WORK REQUEST:
For the string "horse", search the entries below and copy every line where it appears.

BEGIN DATA SHOWN

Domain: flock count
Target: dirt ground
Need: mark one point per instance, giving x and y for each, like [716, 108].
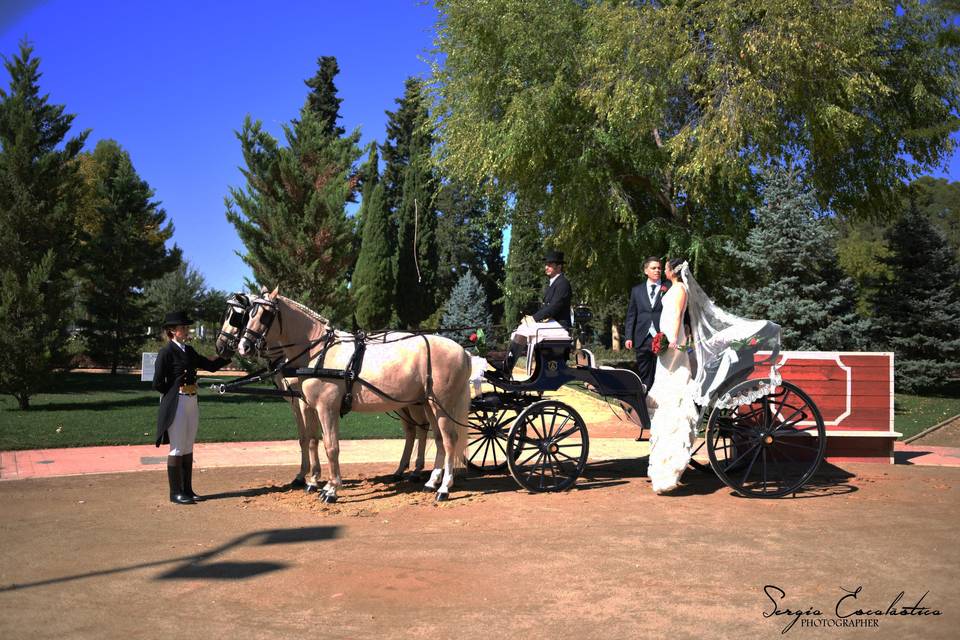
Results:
[108, 557]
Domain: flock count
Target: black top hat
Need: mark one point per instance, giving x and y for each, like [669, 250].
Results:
[176, 319]
[554, 256]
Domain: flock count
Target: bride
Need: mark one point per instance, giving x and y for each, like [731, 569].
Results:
[673, 425]
[724, 344]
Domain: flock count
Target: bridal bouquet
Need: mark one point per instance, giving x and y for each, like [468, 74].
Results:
[479, 340]
[660, 342]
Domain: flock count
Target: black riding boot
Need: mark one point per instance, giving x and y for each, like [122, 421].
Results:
[175, 476]
[188, 478]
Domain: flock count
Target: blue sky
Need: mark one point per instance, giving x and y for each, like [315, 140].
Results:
[172, 82]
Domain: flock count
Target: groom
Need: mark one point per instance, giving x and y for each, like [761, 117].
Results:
[643, 319]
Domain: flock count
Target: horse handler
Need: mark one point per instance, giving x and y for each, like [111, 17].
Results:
[175, 376]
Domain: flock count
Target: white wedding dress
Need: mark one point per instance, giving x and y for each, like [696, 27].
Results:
[674, 414]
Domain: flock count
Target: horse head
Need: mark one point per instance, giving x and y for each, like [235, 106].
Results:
[263, 311]
[234, 321]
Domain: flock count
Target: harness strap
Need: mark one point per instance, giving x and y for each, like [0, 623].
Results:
[352, 371]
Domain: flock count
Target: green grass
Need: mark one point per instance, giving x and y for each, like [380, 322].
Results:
[913, 414]
[87, 409]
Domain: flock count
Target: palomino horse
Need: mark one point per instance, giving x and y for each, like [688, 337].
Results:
[413, 421]
[401, 371]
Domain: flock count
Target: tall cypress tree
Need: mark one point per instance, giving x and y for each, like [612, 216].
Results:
[124, 240]
[791, 275]
[322, 99]
[373, 286]
[524, 270]
[918, 313]
[291, 216]
[40, 190]
[410, 188]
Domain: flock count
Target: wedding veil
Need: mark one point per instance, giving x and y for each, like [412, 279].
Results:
[724, 345]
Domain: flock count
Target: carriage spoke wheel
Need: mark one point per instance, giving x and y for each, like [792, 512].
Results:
[770, 447]
[547, 447]
[490, 421]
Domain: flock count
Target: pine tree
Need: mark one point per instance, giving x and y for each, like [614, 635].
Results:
[373, 286]
[291, 216]
[467, 308]
[40, 190]
[790, 272]
[918, 313]
[123, 247]
[322, 99]
[181, 289]
[410, 188]
[524, 270]
[470, 238]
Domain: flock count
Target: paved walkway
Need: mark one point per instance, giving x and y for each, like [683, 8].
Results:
[46, 463]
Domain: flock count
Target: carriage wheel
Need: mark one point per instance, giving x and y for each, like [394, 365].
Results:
[547, 447]
[490, 421]
[770, 447]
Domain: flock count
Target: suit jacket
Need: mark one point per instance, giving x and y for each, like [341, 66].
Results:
[640, 313]
[556, 302]
[175, 367]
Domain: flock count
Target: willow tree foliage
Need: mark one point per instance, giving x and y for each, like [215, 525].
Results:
[40, 191]
[291, 216]
[640, 127]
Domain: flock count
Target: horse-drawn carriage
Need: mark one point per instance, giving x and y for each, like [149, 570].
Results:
[764, 437]
[763, 440]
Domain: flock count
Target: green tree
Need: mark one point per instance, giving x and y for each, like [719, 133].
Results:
[642, 124]
[181, 289]
[470, 238]
[291, 215]
[373, 287]
[123, 247]
[524, 280]
[467, 308]
[790, 273]
[410, 187]
[40, 191]
[918, 313]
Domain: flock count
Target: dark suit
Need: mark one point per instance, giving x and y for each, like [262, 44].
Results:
[556, 302]
[175, 367]
[640, 314]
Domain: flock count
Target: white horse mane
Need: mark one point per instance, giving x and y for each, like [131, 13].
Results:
[307, 310]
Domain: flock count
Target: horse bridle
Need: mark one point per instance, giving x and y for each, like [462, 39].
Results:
[236, 315]
[268, 310]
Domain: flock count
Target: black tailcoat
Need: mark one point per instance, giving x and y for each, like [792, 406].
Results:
[556, 302]
[176, 367]
[640, 314]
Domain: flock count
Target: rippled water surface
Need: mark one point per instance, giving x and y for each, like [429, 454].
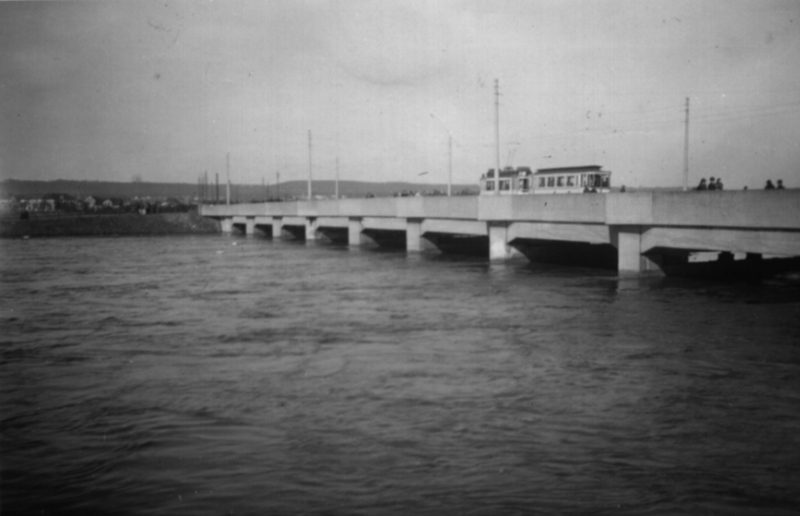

END DATA SHOWN

EXERCISE OUTPUT:
Target: horse handler
Target: horse head
Target: palomino horse
Target: horse-drawn carriage
Target: white horse mane
Target: horse bridle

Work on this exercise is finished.